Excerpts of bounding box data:
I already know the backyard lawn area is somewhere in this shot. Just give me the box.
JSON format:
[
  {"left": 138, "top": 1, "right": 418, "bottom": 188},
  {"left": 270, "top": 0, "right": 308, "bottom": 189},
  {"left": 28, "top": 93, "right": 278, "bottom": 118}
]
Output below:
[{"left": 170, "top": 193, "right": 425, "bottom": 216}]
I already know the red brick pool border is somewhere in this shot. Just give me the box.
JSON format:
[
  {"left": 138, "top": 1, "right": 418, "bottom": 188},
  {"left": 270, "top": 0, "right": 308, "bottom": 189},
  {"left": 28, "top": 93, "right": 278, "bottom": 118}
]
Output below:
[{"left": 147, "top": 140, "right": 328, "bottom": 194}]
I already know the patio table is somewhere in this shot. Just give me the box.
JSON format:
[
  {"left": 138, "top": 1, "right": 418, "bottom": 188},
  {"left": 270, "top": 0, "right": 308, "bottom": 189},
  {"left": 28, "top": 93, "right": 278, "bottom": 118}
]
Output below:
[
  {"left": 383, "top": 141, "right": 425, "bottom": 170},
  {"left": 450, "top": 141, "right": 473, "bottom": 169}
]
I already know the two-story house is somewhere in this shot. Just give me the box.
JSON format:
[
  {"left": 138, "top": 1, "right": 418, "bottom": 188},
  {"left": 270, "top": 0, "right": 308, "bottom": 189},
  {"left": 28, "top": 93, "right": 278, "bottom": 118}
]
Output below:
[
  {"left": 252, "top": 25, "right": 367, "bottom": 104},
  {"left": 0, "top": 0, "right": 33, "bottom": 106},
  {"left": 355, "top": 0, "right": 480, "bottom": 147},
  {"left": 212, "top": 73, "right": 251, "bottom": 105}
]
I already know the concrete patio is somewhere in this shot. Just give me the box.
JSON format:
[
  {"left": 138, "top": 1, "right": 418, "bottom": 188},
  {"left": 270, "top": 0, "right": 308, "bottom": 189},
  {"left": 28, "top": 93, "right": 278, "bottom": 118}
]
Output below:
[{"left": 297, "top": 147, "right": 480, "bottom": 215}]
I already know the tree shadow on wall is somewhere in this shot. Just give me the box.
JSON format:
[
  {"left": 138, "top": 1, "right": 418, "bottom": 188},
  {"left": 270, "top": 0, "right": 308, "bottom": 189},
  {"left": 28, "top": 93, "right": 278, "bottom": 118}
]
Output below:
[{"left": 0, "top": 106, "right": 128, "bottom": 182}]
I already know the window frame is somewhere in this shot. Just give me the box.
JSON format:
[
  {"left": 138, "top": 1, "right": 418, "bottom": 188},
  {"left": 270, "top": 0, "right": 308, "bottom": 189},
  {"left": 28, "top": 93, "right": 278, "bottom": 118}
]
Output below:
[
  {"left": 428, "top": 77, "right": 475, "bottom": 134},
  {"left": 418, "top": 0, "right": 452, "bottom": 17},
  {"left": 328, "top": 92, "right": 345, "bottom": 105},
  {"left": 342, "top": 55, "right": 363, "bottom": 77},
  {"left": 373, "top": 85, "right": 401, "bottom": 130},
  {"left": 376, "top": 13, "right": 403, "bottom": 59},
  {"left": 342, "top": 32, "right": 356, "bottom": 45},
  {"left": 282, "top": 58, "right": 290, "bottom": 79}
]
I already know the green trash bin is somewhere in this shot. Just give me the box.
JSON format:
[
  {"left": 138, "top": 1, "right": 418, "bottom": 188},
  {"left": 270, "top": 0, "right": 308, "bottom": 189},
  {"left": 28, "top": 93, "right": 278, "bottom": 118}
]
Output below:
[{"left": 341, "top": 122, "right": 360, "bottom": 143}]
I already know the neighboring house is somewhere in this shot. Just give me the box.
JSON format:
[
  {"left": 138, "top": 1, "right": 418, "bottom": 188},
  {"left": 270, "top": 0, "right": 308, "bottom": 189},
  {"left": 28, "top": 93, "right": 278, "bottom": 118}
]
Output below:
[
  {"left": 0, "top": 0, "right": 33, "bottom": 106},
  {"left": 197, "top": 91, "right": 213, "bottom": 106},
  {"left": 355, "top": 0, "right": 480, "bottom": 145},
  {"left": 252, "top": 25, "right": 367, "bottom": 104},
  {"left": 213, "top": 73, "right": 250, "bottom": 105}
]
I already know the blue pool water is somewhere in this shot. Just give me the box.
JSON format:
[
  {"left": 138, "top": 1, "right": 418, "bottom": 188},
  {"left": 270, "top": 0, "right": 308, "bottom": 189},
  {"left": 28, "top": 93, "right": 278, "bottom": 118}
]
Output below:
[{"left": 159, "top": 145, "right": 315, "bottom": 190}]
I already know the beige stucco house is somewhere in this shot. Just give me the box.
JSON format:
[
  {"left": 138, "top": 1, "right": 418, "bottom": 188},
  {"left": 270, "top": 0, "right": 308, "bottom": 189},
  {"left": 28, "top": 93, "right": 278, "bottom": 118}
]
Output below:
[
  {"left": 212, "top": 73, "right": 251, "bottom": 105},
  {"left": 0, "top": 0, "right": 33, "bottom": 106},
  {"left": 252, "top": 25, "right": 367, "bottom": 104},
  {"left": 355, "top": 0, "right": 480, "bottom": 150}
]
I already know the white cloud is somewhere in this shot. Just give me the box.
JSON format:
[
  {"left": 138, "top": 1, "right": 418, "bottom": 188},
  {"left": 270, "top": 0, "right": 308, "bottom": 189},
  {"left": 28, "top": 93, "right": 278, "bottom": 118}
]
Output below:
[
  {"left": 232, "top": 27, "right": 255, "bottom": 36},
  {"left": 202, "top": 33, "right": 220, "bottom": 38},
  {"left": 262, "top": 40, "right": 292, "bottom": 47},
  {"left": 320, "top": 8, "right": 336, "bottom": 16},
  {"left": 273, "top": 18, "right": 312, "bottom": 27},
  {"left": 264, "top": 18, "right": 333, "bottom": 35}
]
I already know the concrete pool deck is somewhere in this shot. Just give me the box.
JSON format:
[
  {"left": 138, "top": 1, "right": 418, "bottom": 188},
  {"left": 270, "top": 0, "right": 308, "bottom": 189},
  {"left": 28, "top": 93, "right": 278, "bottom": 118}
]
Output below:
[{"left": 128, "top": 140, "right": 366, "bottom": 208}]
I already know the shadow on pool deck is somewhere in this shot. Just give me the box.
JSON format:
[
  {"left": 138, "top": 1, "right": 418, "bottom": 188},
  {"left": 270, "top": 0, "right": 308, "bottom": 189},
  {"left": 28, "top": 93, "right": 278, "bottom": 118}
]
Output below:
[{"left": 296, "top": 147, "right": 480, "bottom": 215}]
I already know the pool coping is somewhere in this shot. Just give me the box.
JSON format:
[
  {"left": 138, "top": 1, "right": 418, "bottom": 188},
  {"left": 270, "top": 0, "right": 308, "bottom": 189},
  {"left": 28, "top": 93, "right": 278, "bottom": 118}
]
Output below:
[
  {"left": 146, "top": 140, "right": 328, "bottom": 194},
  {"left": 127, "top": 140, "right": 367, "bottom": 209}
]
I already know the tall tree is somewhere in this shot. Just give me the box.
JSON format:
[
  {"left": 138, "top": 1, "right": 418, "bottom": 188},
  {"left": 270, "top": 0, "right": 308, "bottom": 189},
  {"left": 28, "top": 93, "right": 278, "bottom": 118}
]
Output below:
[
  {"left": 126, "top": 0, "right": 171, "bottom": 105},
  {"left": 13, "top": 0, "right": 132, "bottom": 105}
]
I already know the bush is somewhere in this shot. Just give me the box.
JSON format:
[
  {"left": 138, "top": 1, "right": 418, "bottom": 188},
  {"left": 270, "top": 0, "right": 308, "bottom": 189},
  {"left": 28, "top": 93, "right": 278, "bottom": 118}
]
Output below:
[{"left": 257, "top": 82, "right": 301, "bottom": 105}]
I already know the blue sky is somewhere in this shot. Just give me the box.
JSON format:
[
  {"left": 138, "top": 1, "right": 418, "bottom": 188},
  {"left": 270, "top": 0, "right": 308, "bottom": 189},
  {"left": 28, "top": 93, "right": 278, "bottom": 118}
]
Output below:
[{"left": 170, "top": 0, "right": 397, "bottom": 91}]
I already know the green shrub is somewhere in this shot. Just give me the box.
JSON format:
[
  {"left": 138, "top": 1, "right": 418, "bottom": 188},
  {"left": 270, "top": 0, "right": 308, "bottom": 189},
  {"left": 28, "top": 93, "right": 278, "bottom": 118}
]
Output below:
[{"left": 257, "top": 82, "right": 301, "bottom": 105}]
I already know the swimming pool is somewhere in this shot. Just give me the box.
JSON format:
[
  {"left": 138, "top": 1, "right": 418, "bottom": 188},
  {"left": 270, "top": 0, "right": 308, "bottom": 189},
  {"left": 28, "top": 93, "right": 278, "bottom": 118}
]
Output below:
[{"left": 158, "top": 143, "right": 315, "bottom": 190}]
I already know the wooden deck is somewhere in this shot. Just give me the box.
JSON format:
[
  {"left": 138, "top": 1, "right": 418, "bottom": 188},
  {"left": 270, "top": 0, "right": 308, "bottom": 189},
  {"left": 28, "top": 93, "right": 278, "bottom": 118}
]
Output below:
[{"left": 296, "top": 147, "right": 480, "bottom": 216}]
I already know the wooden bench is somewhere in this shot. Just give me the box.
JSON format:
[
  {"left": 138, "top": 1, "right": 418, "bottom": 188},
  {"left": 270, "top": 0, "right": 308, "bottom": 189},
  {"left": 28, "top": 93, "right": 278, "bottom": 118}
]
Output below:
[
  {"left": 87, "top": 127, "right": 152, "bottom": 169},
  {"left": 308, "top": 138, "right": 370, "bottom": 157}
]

#### What you will do
Can you rewrite only the part of the listing that opens with the line containing "I already know the blue sky" and runs through the end of the listing, substituting "Answer below" for every "Output below" and leaving all else unchanged?

#### Answer in full
I already know the blue sky is somewhere in this shot. Just give me the box.
JSON format:
[
  {"left": 138, "top": 1, "right": 418, "bottom": 188},
  {"left": 270, "top": 0, "right": 308, "bottom": 189},
  {"left": 28, "top": 93, "right": 278, "bottom": 118}
]
Answer below:
[{"left": 170, "top": 0, "right": 397, "bottom": 91}]
I already know the green shrub is somewhere in this shot. Just give me the box.
JSON format:
[
  {"left": 138, "top": 1, "right": 418, "bottom": 188},
  {"left": 270, "top": 0, "right": 308, "bottom": 189},
  {"left": 28, "top": 93, "right": 278, "bottom": 118}
]
Answer below:
[{"left": 257, "top": 82, "right": 301, "bottom": 105}]
I already know the swimming pool is somewhere in this shot. Just give me the box.
JSON format:
[
  {"left": 138, "top": 1, "right": 418, "bottom": 188},
  {"left": 270, "top": 0, "right": 308, "bottom": 189},
  {"left": 28, "top": 93, "right": 278, "bottom": 118}
]
Answer below:
[{"left": 158, "top": 143, "right": 315, "bottom": 190}]
I already know the wooden deck is somewhere in this shot. Just give me the box.
JSON format:
[
  {"left": 138, "top": 1, "right": 418, "bottom": 188},
  {"left": 270, "top": 0, "right": 308, "bottom": 189},
  {"left": 28, "top": 93, "right": 278, "bottom": 118}
]
Answer below:
[{"left": 296, "top": 147, "right": 480, "bottom": 216}]
I already know the wooden bench is somewhere in this shot. Just give me the box.
JSON format:
[
  {"left": 138, "top": 1, "right": 418, "bottom": 188},
  {"left": 270, "top": 0, "right": 308, "bottom": 189},
  {"left": 28, "top": 93, "right": 278, "bottom": 118}
]
Answer below:
[
  {"left": 87, "top": 127, "right": 152, "bottom": 169},
  {"left": 308, "top": 138, "right": 370, "bottom": 157}
]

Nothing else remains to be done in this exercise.